[EXERCISE DIRECTIONS] Can you copy the organic gardening article word for word, from "Not only are" up to and including "vegetables taste better."?

[EXTRACT PROVIDED]
--- START ---
Not only are organic fruits and veggies better for you, sustainable organic gardening is better for the earth, too.
And, there isn't a more tasty or inspiring way to enjoy fresh, clean, nutritionally-dense vegetables and fruits than with your very own organic garden.
Ready to get started?
What is Organic?
Organic gardening is a method of growing fruits, vegetables, and even lawns, flowers and ornamental shrubs, without the use of pesticides, herbicides, synthetic fertilizers, sewage sludge, or genetic modifications (GMOs).
This not only reduces most of the health risks associated with conventional growing techniques, it also improves soil quality and yes, in many opinions, even makes fruits and vegetables taste better.
Choosing Your Site
When it comes to where to plant your garden, not just any old spot will do. For instance, while there are shade-friendly veggies such as kale, lettuce or herbs, most plants need around 6-8 hours of sunlight each day.
You also need to be in close proximity to water and storage for gardening supplies, and be sure no tree roots are running through your garden. That's because they take valuable nutrition away from your veggies!
But, even if you don't have a lot of room in your yard, container gardening works quite well, and containers can also be moved with the sun, if you're in an area with limited direct sunlight.
The Right Soil is the Right Stuff
Next, healthy plants need healthy soil, which should be rich, loamy, and drain well so your plants can establish strong root systems. This means composted soil which you can even create on your own, with a compost pile. While this task does take time, organic soil can readily be purchased at most garden centers, and home improvement stores.
Rotation, Rotation, Rotation
Another important aspect of keeping your garden healthy and productive is crop rotation. Since different plants take up different nutrition from the soil, continuously growing the same crop in the same location will deplete the soil of these nutrients.
For instance, while corn takes up a lot of nitrogen, beans produce it, which annually swapping their locations can cause a balancing effect.
Your Garden is Hungry - Thirsty, Too!
As mentioned above, composting is an outstanding source of the type of rich, loamy, nutritionally-dense soil that will keep your garden healthy and productive. It takes time though, as does the entire gardening process, though opting for organic fertilizers and plant foods will help speed things up.
You should also be in the habit of checking the soil for moisture before watering, since too much water can be as bad as not enough. Do this by inserting your finger an inch or two below the soil surface, and if it feels moist, watering is most likely not needed.
Another important part of watering is to avoid watering the plant leaves, and avoid watering later in the day and after sunset. Wet leaves or plants overnight can lead to disease and fungus to form. Invest in quality watering tools, such as a Ray Padula hose nozzle, garden hose, and water wand to make watering your garden an easy task. You can also set up a sprinkler, and attach a timer to your faucet for automatic watering.
--- END ---
[DATA SECTION]
--- START ---
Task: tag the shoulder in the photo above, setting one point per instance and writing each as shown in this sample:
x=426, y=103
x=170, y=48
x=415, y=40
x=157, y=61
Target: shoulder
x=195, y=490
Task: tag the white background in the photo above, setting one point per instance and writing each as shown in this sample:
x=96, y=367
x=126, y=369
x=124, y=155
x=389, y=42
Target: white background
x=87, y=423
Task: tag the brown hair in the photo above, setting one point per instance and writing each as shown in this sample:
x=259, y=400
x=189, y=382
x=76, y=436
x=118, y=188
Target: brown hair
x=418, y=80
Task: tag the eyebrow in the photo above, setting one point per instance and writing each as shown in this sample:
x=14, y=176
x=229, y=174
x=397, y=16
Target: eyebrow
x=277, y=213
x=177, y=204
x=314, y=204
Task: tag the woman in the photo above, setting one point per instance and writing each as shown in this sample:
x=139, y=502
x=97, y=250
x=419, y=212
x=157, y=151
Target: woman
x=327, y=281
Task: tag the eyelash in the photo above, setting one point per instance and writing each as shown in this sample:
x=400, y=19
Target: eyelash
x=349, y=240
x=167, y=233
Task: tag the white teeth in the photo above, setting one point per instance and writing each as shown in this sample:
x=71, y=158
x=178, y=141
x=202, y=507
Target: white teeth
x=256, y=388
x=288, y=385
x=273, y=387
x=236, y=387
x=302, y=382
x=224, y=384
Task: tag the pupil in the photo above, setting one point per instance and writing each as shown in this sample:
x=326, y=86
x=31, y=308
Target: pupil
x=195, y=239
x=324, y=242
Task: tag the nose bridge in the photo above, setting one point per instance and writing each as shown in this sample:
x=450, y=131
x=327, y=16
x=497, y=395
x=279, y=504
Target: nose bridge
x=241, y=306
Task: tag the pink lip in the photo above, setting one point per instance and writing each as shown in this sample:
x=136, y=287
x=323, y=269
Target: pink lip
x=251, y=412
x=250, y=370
--- END ---
--- START ---
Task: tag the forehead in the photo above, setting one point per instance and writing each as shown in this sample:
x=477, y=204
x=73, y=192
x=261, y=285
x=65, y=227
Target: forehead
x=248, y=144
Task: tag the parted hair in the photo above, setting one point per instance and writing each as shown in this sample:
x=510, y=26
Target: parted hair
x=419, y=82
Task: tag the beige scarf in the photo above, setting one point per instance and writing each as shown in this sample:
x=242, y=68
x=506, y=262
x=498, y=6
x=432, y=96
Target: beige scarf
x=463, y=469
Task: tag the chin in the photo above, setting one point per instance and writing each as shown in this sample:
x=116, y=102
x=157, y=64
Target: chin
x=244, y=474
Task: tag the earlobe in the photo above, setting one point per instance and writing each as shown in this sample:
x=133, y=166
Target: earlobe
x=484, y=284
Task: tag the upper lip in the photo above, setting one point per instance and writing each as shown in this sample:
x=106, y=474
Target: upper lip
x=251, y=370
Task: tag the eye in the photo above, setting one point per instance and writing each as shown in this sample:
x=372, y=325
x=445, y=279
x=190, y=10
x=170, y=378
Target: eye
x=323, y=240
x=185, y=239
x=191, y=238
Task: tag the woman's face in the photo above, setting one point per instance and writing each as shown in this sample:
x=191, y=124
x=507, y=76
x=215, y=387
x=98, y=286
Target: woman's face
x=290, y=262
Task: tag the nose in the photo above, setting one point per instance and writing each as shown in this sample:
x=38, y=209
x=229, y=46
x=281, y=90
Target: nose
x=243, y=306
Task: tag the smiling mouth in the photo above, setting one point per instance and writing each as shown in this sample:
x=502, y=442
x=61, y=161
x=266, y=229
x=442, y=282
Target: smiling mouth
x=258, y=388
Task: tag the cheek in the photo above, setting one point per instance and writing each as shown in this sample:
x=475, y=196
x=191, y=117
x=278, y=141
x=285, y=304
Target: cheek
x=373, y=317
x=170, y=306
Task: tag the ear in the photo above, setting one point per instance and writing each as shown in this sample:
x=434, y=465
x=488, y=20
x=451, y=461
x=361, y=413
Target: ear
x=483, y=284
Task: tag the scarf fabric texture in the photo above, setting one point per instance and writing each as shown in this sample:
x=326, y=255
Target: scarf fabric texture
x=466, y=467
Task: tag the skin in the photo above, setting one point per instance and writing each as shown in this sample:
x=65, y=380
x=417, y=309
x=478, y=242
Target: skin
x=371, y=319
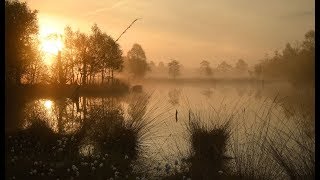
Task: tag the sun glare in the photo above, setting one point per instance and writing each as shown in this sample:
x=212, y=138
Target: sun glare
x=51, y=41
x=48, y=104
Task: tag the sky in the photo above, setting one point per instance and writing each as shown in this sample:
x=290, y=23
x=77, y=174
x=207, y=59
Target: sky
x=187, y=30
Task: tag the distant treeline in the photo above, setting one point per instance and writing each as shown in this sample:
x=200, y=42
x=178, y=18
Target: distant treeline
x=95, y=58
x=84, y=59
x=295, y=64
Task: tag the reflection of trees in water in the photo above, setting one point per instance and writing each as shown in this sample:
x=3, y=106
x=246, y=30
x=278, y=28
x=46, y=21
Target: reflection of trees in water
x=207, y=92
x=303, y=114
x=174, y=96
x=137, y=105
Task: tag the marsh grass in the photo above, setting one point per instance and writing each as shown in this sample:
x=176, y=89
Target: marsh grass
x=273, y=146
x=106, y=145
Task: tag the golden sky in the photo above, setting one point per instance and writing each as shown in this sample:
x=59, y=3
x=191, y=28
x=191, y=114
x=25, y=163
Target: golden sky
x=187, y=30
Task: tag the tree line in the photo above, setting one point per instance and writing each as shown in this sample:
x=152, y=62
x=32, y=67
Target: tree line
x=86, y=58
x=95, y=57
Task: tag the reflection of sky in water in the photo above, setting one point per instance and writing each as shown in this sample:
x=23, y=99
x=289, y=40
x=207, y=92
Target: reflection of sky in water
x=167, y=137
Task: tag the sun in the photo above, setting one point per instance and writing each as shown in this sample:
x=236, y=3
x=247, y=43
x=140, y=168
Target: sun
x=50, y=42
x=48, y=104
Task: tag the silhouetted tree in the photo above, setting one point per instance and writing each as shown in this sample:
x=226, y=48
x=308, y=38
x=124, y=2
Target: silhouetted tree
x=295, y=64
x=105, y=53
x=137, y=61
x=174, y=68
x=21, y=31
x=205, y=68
--- END ---
[RESPONSE FOR THIS EXERCISE]
Not only are organic fruits and veggies better for you, sustainable organic gardening is better for the earth, too.
And, there isn't a more tasty or inspiring way to enjoy fresh, clean, nutritionally-dense vegetables and fruits than with your very own organic garden.
Ready to get started?
What is Organic?
Organic gardening is a method of growing fruits, vegetables, and even lawns, flowers and ornamental shrubs, without the use of pesticides, herbicides, synthetic fertilizers, sewage sludge, or genetic modifications (GMOs).
This not only reduces most of the health risks associated with conventional growing techniques, it also improves soil quality and yes, in many opinions, even makes fruits and vegetables taste better.